### Check your understanding
1. List every year named in the text about radio broadcaster Ted Malone.
2. Extend the Ted Malone biography by writing what comes next after its final sentence.

### Text
---+---

American radio personality

Ted Malone (May 18, 1908 - October 20, 1989) (born Frank Alden Russell, the son of a grocer), was an American radio broadcaster.

==Childhood==
Malone was born in Colorado Springs, Colorado, the son of Frank Arthur Russell and Grace Aurora Gunter Russell. His father was a minister. He became interested in oral performance when he attended high school in Missouri. He was also a debater in college, and graduated from William Jewell College in 1928.

==Career==
Malone had a career in radio as a storyteller and reader of poetry. Malone's broadcasting style was that of a friendly neighbor dropping by to chat.

He was one of the few broadcast interpretationists recorded in the history of radio. Malone had a career in radio for more than forty years.

Malone began work as an announcer & ukulele soloist at KMBC, Kansas City, Missouri, in 1929. He acquired his pseudonym, Ted Malone, when asked to fill in for a program by reading poetry. Malone was asked to fill time by reading poetry when scheduled performers did not show up on time. Too embarrassed to use his own name, another announcer introduced him as Ted Malone. The positive audience response to his reading led to his radio program "Between the Bookends". Because he felt that "poetry was sissy stuff," he agreed to do the poetry program only under a pseudonym. Malone once said of his approach to Between the Bookends: "I never prepare a program. I just get before a microphone and talk and talk and talk. What about? Oh, just small talk on anything that occurs to me."

---+---

### Extracted records
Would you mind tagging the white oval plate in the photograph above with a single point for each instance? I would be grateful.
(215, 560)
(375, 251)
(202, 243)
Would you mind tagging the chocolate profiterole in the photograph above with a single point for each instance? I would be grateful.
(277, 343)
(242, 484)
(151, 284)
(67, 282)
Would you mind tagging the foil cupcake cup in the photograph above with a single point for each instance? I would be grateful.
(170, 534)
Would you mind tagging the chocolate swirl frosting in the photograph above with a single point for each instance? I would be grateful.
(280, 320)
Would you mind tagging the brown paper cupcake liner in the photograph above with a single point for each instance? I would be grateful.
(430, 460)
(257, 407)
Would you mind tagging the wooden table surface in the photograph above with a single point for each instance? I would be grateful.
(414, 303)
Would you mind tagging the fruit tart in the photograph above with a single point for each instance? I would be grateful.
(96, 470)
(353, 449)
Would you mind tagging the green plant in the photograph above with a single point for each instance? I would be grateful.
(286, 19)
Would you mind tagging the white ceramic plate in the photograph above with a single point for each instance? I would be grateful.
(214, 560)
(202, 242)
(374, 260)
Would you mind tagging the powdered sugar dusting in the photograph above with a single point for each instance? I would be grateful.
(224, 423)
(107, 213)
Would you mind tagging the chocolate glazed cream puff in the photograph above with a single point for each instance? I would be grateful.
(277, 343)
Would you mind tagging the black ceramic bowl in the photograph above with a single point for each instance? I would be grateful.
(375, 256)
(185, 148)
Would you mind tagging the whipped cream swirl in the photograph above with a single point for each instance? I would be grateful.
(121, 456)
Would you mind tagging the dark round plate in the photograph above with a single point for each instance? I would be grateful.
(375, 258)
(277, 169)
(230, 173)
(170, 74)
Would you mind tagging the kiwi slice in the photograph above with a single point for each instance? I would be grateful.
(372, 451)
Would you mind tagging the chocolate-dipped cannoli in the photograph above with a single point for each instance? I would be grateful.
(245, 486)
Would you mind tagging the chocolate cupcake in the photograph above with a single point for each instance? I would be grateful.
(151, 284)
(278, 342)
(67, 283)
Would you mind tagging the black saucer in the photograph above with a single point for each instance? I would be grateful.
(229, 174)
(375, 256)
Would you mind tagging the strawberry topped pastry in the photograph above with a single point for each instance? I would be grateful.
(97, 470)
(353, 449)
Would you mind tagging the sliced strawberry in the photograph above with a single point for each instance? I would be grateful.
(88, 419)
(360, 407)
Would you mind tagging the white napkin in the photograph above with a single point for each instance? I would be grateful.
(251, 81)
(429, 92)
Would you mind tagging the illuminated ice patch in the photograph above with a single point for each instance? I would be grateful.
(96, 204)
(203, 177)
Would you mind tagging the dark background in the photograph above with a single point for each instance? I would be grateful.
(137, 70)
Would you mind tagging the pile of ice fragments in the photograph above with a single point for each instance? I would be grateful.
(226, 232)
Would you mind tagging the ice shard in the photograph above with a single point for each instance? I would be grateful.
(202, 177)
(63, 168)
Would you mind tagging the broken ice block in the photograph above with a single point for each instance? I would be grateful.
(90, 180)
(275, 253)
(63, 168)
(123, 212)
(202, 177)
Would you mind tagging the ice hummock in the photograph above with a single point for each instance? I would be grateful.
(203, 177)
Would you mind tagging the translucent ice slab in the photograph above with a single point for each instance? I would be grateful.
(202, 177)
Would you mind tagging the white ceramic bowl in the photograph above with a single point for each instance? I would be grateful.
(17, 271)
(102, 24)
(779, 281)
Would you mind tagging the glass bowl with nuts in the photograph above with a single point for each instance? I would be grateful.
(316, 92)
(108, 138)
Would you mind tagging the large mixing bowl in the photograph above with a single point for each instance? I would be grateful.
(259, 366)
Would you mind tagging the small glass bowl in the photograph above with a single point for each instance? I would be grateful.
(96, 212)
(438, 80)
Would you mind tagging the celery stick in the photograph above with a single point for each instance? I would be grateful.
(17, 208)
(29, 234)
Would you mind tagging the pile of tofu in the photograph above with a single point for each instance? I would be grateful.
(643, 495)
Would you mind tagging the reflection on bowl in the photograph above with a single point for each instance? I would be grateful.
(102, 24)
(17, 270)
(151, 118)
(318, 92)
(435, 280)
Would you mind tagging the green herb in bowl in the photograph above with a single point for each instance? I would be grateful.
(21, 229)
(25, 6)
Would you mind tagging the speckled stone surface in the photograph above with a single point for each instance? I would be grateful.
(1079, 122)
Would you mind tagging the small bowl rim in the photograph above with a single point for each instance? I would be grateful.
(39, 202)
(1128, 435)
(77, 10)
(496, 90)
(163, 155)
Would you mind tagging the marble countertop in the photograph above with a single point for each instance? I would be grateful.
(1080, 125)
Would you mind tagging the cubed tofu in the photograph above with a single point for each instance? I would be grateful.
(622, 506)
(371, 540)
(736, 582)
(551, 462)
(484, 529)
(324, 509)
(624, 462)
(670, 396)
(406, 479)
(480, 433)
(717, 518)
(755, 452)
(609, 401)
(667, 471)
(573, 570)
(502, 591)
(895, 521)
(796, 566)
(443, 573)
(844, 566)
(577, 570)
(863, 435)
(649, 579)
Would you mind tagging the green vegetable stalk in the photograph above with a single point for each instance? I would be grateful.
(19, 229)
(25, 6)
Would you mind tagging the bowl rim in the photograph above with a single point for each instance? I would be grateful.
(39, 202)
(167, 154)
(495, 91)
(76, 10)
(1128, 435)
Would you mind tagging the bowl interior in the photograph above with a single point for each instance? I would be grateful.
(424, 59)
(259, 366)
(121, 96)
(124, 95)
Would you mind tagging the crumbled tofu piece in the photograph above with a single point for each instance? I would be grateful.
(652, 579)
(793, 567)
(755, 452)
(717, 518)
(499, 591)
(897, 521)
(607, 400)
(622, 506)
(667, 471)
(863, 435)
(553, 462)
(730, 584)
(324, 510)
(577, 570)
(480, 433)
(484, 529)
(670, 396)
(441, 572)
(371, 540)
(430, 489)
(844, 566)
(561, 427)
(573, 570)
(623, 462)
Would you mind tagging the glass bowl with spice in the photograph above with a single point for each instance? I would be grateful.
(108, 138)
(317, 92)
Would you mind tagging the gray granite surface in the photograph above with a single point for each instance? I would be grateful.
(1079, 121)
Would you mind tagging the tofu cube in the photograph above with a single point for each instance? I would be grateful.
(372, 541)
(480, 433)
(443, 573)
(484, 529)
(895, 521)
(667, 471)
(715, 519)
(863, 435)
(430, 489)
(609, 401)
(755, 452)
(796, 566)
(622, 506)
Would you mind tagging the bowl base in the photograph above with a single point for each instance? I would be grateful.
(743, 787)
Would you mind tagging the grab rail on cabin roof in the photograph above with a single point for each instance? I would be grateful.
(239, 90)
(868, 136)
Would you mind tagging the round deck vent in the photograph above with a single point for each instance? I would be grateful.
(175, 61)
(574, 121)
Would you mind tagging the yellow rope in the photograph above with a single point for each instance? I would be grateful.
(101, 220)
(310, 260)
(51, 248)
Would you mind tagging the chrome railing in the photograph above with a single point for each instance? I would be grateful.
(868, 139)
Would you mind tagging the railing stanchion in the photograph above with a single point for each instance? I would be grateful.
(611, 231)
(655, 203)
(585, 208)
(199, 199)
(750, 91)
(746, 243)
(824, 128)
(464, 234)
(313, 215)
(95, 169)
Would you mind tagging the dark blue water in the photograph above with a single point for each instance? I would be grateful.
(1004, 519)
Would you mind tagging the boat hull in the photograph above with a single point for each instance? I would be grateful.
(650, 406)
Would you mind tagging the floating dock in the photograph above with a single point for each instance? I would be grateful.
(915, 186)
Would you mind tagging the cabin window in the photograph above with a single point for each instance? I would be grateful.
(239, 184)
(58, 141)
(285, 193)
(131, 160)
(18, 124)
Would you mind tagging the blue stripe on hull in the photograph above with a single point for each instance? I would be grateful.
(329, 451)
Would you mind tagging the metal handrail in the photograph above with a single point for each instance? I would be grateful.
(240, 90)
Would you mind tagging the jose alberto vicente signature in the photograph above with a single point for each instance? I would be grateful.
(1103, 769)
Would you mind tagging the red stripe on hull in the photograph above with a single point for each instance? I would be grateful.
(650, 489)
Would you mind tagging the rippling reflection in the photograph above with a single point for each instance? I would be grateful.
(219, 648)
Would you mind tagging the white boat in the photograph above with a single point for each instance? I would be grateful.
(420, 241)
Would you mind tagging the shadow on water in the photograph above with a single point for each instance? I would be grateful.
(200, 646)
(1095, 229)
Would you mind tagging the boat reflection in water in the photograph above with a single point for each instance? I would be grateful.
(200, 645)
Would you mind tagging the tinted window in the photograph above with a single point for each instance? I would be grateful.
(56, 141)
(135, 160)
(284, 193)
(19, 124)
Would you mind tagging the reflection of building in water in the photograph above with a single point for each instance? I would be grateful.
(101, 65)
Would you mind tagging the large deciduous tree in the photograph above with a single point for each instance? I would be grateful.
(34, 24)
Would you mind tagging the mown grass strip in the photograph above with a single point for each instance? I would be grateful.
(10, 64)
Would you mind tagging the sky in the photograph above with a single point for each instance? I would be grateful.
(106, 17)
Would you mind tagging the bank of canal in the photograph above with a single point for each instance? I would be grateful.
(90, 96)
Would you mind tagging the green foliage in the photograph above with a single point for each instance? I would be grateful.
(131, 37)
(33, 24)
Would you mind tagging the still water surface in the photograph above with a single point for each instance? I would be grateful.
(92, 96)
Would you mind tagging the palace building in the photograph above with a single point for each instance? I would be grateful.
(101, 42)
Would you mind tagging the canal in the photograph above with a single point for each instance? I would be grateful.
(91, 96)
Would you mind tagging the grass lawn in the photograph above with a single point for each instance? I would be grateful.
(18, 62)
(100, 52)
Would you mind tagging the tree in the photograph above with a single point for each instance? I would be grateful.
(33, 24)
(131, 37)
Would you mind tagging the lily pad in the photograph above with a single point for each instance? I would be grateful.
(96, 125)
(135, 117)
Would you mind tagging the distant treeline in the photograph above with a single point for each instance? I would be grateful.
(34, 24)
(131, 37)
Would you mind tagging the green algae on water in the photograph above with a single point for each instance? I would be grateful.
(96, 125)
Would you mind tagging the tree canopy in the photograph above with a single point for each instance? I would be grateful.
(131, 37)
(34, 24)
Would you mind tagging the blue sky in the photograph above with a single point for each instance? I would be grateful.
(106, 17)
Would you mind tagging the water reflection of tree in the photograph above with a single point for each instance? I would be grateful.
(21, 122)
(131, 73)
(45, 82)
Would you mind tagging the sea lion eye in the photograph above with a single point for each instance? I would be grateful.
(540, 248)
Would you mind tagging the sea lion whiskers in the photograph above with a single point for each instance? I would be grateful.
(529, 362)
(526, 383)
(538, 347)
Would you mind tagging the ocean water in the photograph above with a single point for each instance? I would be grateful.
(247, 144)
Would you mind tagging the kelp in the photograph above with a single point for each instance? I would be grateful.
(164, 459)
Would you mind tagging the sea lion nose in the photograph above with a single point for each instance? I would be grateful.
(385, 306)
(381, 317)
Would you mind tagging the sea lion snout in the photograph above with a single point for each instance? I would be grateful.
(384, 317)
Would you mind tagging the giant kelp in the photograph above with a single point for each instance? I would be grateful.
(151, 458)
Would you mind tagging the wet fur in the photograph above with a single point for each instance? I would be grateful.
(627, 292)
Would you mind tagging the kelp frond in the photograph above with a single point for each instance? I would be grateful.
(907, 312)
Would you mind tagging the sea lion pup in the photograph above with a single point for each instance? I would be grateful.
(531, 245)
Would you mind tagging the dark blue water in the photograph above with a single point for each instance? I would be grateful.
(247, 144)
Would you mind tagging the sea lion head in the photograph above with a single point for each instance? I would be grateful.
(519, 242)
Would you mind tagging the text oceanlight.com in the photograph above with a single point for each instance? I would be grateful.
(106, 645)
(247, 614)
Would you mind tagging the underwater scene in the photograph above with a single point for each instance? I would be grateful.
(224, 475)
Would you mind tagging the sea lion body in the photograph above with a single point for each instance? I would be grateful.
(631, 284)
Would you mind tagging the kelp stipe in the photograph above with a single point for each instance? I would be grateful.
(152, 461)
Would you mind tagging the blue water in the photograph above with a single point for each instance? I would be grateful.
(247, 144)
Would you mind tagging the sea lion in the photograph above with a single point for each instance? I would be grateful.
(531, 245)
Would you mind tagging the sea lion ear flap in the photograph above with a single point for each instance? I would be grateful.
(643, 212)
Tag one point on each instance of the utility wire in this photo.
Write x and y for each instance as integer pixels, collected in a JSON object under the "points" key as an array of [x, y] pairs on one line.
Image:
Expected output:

---+---

### Activity answers
1. 1908, 1989, 1928, 1929

2.
Malone's Between the Bookends program was broadcast on the CBS radio network beginning in 1935 and was presented two to five times a week for thirty years. During its first year of broadcast, Newsweek reported that the program had received more fan mail than any other network sustaining program. Malone actively sought poetry contributions from his listeners. He published the works in a regular anthology, Ted Malone's Scrapbook. Malone also published a regular "Between the Bookends" column in Radio Mirror, where readers were invited to submit their own poetry for cash prizes and had a similar arrangement with Good Housekeeping, where he was the poetry editor between 1940 and 1944. Malone was popular enough to be called "The Voice of Poetry" by the Library of Congress; when the "Between the Bookends" radio show was in danger of cancellation, the fans of the program were able to convince the network to keep the show on the air.

His organist in the early days of that program was Hugh Studebaker. Andy McKay, an associate of Ernie Kovacs said that the program inspired Kovacs to create his character, Percy Dovetonsils. As his popularity increased, Malone began writing for other programs, and soon became production manager, production director, and program director at his radio station.

During World War II, Malone began to do other types of broadcasts, such as variety shows and quiz shows, and went overseas to broadcast as a war correspondent, providing human interest soldier stories for his listeners. By 1957, Malone had established his own company, "Ted Malone Productions". The firm offered production and consultation for radio, television and the film industry. Malone partially retired in the 1970s.

==Recognition==
Malone has a star at 1628 Vine Street in the Radio section of the Hollywood Walk of Fame. It was dedicated February 8, 1960.

== Death ==
Malone died in 1989 spending more than 60 years in broadcasting and its development.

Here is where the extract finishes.